::: Records for this exercise
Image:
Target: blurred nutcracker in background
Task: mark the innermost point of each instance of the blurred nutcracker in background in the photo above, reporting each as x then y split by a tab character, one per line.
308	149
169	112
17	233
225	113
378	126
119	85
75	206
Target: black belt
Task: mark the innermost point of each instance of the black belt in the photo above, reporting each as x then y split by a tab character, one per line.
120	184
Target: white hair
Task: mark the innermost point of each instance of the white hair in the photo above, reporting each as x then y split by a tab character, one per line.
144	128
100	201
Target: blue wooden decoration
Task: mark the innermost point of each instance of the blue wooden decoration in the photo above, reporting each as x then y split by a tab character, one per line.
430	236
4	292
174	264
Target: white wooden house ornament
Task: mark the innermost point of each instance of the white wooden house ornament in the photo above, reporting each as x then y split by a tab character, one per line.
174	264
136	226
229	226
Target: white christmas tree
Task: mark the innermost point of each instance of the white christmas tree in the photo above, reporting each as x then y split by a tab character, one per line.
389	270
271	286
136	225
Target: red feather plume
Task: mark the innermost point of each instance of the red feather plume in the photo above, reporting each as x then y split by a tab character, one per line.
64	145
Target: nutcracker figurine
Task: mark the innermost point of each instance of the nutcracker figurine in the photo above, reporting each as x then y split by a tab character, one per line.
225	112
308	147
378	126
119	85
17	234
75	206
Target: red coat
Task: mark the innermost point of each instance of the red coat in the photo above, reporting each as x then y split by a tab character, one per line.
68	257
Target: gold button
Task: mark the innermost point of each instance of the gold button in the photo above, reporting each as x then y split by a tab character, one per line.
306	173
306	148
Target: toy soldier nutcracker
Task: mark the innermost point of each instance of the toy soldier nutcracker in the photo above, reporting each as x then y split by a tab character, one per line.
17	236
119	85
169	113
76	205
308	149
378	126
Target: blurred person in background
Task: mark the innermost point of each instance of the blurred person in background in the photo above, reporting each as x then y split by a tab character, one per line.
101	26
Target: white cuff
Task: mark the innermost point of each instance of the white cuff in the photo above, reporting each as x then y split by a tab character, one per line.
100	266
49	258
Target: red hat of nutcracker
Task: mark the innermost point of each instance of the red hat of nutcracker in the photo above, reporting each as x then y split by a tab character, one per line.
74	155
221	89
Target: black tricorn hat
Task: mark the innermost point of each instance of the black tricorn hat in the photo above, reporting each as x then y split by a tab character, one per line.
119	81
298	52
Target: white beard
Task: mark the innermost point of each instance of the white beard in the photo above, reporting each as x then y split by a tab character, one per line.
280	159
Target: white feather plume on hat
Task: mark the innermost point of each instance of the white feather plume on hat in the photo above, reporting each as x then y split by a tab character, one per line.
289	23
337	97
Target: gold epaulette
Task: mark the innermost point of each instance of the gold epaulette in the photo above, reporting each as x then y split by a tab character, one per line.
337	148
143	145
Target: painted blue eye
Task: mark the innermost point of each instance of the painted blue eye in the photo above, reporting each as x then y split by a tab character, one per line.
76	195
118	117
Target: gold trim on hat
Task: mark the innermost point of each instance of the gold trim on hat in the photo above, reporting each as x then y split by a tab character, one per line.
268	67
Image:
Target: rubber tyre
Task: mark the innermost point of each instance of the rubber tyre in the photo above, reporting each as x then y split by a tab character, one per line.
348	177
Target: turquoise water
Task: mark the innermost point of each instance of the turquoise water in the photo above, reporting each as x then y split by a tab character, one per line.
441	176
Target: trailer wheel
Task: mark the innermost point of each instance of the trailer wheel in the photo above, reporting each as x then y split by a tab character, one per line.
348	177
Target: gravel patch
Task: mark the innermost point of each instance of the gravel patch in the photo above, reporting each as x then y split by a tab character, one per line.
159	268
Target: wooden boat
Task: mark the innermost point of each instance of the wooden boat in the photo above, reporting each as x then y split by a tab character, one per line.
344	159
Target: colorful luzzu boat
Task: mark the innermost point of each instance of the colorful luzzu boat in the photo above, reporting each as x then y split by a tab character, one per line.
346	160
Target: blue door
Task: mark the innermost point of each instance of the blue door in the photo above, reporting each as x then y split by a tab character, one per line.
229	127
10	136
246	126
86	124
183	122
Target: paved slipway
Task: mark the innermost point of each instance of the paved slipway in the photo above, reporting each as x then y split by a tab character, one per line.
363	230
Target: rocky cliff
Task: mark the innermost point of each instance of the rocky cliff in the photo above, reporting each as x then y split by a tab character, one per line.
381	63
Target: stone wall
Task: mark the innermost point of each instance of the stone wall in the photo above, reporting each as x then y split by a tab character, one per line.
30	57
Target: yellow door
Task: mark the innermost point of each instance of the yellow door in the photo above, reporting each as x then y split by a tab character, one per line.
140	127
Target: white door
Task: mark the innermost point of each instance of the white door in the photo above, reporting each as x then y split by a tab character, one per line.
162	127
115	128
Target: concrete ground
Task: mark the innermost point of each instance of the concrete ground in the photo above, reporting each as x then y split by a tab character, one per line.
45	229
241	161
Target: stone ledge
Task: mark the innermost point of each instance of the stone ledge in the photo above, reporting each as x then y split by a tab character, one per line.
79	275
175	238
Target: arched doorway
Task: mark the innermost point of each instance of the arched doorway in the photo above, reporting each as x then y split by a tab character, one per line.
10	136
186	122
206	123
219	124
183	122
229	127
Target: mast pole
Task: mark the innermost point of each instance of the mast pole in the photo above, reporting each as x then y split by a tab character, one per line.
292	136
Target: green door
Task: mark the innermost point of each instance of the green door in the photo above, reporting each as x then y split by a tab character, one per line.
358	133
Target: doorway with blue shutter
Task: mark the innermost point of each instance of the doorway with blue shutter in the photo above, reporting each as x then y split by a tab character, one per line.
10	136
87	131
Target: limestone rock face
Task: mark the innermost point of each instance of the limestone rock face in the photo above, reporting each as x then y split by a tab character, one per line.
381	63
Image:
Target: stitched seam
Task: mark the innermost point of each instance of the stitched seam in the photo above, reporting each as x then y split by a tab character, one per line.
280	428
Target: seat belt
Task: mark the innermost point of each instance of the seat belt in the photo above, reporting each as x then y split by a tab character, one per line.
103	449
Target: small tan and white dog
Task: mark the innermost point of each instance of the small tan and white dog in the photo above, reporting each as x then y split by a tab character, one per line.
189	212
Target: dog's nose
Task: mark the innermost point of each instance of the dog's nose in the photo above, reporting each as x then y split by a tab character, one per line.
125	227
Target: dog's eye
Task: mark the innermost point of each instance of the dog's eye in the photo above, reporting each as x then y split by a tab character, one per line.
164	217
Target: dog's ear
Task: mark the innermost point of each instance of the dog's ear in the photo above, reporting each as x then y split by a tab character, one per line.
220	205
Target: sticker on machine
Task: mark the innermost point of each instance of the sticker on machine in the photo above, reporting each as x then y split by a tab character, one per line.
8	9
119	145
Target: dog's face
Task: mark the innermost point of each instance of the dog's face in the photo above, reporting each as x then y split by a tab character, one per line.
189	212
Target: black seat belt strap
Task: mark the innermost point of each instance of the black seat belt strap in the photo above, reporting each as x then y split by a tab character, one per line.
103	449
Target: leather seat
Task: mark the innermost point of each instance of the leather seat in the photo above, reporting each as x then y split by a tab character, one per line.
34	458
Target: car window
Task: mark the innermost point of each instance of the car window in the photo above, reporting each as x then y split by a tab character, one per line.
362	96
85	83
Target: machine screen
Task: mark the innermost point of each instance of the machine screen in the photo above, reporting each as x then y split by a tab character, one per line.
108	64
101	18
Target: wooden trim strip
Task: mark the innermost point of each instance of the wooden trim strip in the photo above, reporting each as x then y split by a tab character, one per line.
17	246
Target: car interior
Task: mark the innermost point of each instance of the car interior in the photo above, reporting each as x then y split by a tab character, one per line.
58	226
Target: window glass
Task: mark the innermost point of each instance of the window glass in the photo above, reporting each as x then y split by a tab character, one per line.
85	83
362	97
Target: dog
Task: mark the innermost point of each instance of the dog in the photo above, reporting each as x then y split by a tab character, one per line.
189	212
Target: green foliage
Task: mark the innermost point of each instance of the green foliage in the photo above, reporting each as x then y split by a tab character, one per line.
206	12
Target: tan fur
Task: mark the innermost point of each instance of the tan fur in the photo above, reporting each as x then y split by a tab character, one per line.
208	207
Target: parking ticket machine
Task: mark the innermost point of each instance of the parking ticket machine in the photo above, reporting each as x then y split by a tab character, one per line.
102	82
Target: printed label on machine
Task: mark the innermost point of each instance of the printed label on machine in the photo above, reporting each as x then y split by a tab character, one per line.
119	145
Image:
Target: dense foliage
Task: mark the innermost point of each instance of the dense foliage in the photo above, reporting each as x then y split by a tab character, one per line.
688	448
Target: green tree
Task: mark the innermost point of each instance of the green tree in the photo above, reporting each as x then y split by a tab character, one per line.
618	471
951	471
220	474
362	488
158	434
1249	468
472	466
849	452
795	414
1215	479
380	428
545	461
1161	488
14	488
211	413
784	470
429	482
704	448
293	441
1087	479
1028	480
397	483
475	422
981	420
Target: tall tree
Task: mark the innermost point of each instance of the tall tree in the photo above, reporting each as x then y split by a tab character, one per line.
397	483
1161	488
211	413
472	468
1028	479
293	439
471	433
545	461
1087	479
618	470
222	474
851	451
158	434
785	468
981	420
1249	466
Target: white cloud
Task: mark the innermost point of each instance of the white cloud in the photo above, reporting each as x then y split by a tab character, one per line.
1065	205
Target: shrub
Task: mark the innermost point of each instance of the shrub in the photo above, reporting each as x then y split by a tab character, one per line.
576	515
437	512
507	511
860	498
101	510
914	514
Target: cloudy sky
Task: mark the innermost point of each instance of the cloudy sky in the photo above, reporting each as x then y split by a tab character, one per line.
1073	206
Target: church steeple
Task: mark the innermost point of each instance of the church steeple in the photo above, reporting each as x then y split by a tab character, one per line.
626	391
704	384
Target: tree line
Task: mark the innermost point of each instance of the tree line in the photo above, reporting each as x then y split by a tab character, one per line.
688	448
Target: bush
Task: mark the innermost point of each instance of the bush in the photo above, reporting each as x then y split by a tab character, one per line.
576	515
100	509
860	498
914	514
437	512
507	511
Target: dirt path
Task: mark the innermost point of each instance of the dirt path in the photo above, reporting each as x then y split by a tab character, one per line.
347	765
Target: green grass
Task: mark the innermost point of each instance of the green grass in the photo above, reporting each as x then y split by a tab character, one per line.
::::::
__Task requirements__
Starting from the line containing "Target: tall tree", repeat each line through the end of the entries, exactly.

__Response to this task__
Target: tall tree
Task: mark the innermost point of each instance of the tall tree in the photo above, reporting each as x then y split by a tab character, one per line.
397	483
1161	488
211	413
472	468
1028	479
293	439
471	433
545	461
1087	479
618	470
222	474
851	451
158	434
785	468
981	420
1249	466
Target: white cloud
Task: mark the innermost point of each instance of the white cloud in the photo above, reporting each as x then y split by a tab character, one per line.
1065	205
Target: shrub
Task: mark the innermost point of each instance of the shrub in the photo above, reporting each as x then y split by a tab character, one per line.
576	515
437	512
507	511
860	498
101	510
914	514
Target: cloudy sky
Task: mark the innermost point of each instance of the cloudy sky in the photo above, reporting each as x then y split by a tab character, one per line.
1073	206
Target: church steeple
Task: mark the innermost point of each instance of the church steeple in the photo above, reporting each as x then y split by a tab character, one per line.
626	391
704	384
Target: tree line
Task: mark the innermost point of each instance of the tree line in the photo above, reporting each as x then y split by a tab character, one per line.
688	448
Target: bush
Task: mark the innermost point of each instance of the bush in the photo above, reporting each as x then y split by a tab character, one per line.
576	515
100	509
860	498
914	514
437	512
507	511
Target: dirt path
Task: mark the innermost point of each instance of the dirt path in the photo above, reporting each as x then y split by a tab character, one per line.
347	765
Target: green grass
Task: mark the innermost point of each instance of the green grass in the photo above, reporting each as x then y split by a tab character, one per line.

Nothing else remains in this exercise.